Natural-language object grounding data

= Beginning of Section =

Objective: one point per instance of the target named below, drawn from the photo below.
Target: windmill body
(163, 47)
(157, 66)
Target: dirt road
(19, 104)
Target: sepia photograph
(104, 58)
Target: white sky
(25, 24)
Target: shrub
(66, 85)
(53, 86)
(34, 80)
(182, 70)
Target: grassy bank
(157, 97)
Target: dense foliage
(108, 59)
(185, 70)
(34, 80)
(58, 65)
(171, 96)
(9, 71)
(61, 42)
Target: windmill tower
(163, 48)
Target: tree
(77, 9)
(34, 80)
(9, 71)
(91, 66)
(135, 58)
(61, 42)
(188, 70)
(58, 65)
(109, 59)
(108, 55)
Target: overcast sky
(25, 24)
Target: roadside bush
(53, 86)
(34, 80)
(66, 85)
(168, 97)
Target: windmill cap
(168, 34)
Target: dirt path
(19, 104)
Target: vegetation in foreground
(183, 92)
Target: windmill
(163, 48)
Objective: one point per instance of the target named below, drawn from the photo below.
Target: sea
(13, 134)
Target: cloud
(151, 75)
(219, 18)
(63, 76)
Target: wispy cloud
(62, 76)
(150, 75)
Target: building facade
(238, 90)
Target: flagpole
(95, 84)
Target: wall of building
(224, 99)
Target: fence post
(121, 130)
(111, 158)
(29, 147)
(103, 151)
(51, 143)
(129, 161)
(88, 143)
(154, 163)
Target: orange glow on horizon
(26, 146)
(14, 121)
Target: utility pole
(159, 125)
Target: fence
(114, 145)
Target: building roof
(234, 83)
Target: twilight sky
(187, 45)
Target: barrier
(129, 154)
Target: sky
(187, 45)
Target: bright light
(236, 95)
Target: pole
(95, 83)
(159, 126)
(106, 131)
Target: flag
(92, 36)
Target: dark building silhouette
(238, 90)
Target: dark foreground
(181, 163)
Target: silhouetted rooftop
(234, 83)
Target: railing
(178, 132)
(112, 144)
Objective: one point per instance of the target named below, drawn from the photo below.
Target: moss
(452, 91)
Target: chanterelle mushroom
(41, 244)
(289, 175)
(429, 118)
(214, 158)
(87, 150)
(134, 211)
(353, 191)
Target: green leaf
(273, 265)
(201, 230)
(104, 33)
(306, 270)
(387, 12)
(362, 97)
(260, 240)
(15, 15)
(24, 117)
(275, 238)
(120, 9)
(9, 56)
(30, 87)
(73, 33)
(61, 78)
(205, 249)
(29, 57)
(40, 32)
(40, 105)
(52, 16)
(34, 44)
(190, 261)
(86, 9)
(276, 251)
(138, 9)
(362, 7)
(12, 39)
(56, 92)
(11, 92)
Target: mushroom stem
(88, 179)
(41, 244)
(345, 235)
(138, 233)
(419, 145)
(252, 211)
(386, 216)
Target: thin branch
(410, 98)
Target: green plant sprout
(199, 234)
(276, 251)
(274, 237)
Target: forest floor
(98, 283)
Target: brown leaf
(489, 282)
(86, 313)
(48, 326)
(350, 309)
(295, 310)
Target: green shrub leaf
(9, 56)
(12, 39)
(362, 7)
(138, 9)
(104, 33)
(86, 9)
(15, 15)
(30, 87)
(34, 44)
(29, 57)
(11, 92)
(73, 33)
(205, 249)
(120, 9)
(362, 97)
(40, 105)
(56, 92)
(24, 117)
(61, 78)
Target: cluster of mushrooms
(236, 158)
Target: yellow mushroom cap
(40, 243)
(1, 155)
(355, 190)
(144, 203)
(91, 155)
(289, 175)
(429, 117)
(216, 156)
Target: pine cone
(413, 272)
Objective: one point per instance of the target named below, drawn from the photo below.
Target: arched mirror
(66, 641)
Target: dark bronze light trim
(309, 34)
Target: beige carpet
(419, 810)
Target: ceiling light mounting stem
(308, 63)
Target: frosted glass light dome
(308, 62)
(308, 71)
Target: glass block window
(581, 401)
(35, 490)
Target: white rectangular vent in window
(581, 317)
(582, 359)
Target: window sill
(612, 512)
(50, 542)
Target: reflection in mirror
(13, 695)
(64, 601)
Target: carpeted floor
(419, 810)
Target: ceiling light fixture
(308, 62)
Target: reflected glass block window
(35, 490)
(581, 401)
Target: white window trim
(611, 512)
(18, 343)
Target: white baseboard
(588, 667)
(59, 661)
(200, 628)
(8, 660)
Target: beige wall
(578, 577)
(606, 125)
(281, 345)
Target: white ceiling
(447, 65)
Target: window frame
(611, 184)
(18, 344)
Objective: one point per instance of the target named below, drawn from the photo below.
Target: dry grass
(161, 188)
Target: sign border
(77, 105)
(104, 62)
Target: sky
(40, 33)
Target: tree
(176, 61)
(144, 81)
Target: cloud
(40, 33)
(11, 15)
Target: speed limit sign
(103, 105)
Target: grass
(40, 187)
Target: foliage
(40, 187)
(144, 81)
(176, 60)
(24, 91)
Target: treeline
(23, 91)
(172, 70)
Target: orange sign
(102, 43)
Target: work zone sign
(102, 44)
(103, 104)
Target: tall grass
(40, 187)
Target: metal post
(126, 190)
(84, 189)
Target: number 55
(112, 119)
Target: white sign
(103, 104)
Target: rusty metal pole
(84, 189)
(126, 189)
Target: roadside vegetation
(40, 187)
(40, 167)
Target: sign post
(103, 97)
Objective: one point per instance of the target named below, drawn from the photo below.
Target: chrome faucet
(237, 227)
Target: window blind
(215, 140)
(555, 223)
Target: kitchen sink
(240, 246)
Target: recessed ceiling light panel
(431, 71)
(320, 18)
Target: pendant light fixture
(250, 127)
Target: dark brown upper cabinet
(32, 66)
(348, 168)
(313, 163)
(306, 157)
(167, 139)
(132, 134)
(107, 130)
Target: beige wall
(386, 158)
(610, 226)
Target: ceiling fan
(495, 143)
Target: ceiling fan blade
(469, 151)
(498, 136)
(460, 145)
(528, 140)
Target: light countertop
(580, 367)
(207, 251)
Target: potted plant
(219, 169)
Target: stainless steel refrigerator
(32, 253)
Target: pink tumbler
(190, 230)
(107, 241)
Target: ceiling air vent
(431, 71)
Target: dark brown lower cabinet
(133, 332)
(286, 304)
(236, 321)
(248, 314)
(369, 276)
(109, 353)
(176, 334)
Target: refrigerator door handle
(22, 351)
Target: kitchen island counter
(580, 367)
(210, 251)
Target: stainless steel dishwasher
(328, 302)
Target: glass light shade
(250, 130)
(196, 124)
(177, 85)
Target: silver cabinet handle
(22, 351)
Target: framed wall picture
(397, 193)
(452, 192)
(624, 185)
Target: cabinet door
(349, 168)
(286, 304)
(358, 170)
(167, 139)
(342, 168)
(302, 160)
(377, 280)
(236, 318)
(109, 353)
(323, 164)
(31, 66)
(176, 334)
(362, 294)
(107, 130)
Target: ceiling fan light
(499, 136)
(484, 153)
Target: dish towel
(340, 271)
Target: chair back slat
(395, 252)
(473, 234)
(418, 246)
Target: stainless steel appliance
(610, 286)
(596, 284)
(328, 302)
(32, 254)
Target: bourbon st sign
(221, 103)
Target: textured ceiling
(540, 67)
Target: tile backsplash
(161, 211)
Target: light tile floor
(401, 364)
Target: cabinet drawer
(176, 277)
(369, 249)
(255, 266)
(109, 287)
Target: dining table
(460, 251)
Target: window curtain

= End of Section =

• _Exercise directions_: From the first line to the last, return the data exactly.

• _The completed task_:
Objective: one point per instance of the target named below, drawn from the photo below.
Target: windmill body
(163, 47)
(157, 66)
Target: dirt road
(19, 104)
Target: sepia photograph
(104, 58)
Target: white sky
(25, 24)
Target: shrub
(66, 85)
(53, 86)
(34, 80)
(182, 70)
Target: grassy bank
(157, 97)
Target: dense foliage
(108, 59)
(185, 70)
(34, 80)
(58, 65)
(171, 96)
(9, 71)
(61, 42)
Target: windmill tower
(163, 48)
Target: tree
(77, 9)
(34, 80)
(9, 71)
(91, 66)
(135, 58)
(61, 42)
(188, 70)
(58, 65)
(109, 59)
(108, 55)
Target: overcast sky
(25, 24)
Target: roadside bush
(53, 86)
(34, 80)
(66, 85)
(168, 97)
Target: windmill cap
(168, 34)
Target: dirt path
(19, 104)
Target: vegetation in foreground
(183, 92)
Target: windmill
(163, 48)
Objective: one point per instance of the target named below, drawn from the photo below.
Target: sea
(13, 134)
Target: cloud
(151, 75)
(219, 18)
(63, 76)
Target: wispy cloud
(62, 76)
(150, 75)
Target: building facade
(238, 90)
Target: flagpole
(95, 84)
Target: wall of building
(224, 99)
Target: fence post
(121, 130)
(111, 158)
(29, 147)
(103, 151)
(51, 143)
(129, 161)
(88, 143)
(154, 163)
Target: orange glow on horizon
(26, 146)
(14, 121)
Target: utility pole
(159, 125)
Target: fence
(114, 145)
Target: building roof
(234, 83)
Target: twilight sky
(187, 45)
Target: barrier
(129, 154)
Target: sky
(187, 45)
Target: bright light
(236, 95)
Target: pole
(95, 83)
(159, 126)
(106, 131)
Target: flag
(92, 36)
Target: dark building silhouette
(238, 90)
Target: dark foreground
(181, 163)
Target: silhouetted rooftop
(234, 83)
Target: railing
(178, 132)
(112, 144)
Objective: one point per instance of the target named below, drawn from the photo below.
Target: moss
(452, 91)
Target: chanterelle mushroom
(41, 244)
(289, 175)
(429, 118)
(214, 158)
(87, 150)
(134, 211)
(353, 191)
Target: green leaf
(273, 265)
(201, 230)
(104, 33)
(306, 270)
(387, 12)
(362, 97)
(260, 240)
(15, 15)
(24, 117)
(275, 238)
(120, 9)
(9, 56)
(30, 87)
(73, 33)
(61, 78)
(205, 249)
(29, 57)
(40, 32)
(40, 105)
(52, 16)
(34, 44)
(190, 261)
(86, 9)
(276, 251)
(138, 9)
(362, 7)
(12, 39)
(56, 92)
(11, 92)
Target: mushroom stem
(88, 179)
(41, 244)
(345, 235)
(138, 233)
(419, 145)
(252, 211)
(386, 216)
Target: thin branch
(410, 98)
Target: green plant sprout
(199, 234)
(276, 251)
(274, 237)
Target: forest floor
(98, 283)
Target: brown leaf
(489, 282)
(86, 313)
(48, 326)
(350, 309)
(295, 310)
Target: green shrub leaf
(9, 56)
(12, 39)
(362, 7)
(138, 9)
(104, 33)
(86, 9)
(15, 15)
(30, 87)
(34, 44)
(29, 57)
(11, 92)
(73, 33)
(205, 249)
(120, 9)
(362, 97)
(40, 105)
(56, 92)
(24, 117)
(61, 78)
Target: cluster of mushrooms
(236, 158)
Target: yellow mushroom cap
(40, 243)
(1, 155)
(355, 190)
(144, 203)
(91, 155)
(289, 175)
(429, 117)
(216, 156)
Target: pine cone
(413, 272)
Objective: one point per instance of the target named below, drawn from the photo below.
Target: arched mirror
(66, 641)
Target: dark bronze light trim
(309, 34)
Target: beige carpet
(419, 810)
Target: ceiling light mounting stem
(308, 63)
Target: frosted glass light dome
(308, 62)
(308, 71)
Target: glass block window
(581, 401)
(35, 490)
Target: white rectangular vent in window
(581, 317)
(582, 359)
Target: window sill
(612, 512)
(50, 542)
Target: reflection in mirror
(13, 695)
(64, 601)
Target: carpeted floor
(419, 810)
Target: ceiling light fixture
(308, 62)
Target: reflected glass block window
(35, 490)
(581, 401)
Target: white window trim
(611, 512)
(18, 343)
Target: white baseboard
(588, 667)
(59, 661)
(200, 628)
(8, 660)
Target: beige wall
(578, 577)
(606, 125)
(281, 345)
Target: white ceiling
(447, 65)
Target: window frame
(611, 184)
(18, 344)
Objective: one point per instance of the target named below, drawn from the photo below.
Target: dry grass
(161, 188)
Target: sign border
(77, 105)
(104, 62)
Target: sky
(40, 33)
Target: tree
(176, 61)
(144, 81)
Target: cloud
(40, 33)
(11, 15)
Target: speed limit sign
(103, 105)
Target: grass
(40, 187)
Target: foliage
(40, 187)
(144, 81)
(176, 60)
(24, 91)
Target: treeline
(23, 91)
(172, 70)
Target: orange sign
(102, 43)
Target: work zone sign
(102, 44)
(103, 104)
Target: tall grass
(40, 187)
Target: metal post
(126, 190)
(84, 189)
Target: number 55
(112, 119)
Target: white sign
(103, 104)
Target: rusty metal pole
(84, 189)
(126, 189)
Target: roadside vegetation
(40, 187)
(40, 167)
Target: sign post
(103, 97)
Objective: one point per instance of the target named below, drawn from the photo below.
Target: chrome faucet
(237, 227)
Target: window blind
(215, 140)
(555, 223)
Target: kitchen sink
(240, 246)
Target: recessed ceiling light panel
(431, 71)
(320, 18)
Target: pendant light fixture
(250, 127)
Target: dark brown upper cabinet
(32, 66)
(348, 168)
(313, 163)
(306, 157)
(167, 139)
(132, 134)
(107, 130)
Target: beige wall
(386, 158)
(610, 226)
Target: ceiling fan
(495, 143)
Target: ceiling fan blade
(469, 151)
(498, 136)
(460, 145)
(528, 140)
Target: light countertop
(580, 367)
(207, 251)
Target: potted plant
(219, 169)
Target: stainless steel refrigerator
(32, 253)
Target: pink tumbler
(190, 230)
(107, 241)
Target: ceiling air vent
(431, 71)
Target: dark brown lower cabinet
(133, 332)
(286, 304)
(236, 321)
(248, 314)
(369, 276)
(109, 353)
(176, 334)
Target: refrigerator door handle
(22, 351)
Target: kitchen island counter
(580, 367)
(210, 251)
Target: stainless steel dishwasher
(328, 302)
Target: glass light shade
(250, 130)
(196, 124)
(177, 85)
Target: silver cabinet handle
(22, 351)
Target: framed wall picture
(397, 193)
(452, 192)
(624, 185)
Target: cabinet door
(349, 168)
(286, 304)
(358, 170)
(167, 139)
(342, 168)
(302, 160)
(377, 280)
(236, 318)
(109, 353)
(323, 164)
(31, 66)
(176, 334)
(362, 294)
(107, 130)
Target: ceiling fan light
(499, 136)
(484, 153)
Target: dish towel
(340, 271)
Target: chair back slat
(395, 252)
(473, 234)
(418, 246)
Target: stainless steel appliance
(610, 286)
(596, 284)
(328, 302)
(32, 254)
Target: bourbon st sign
(221, 103)
Target: textured ceiling
(540, 67)
Target: tile backsplash
(161, 211)
Target: light tile floor
(401, 364)
Target: cabinet drawer
(176, 277)
(369, 249)
(255, 266)
(109, 287)
Target: dining table
(460, 251)
Target: window curtain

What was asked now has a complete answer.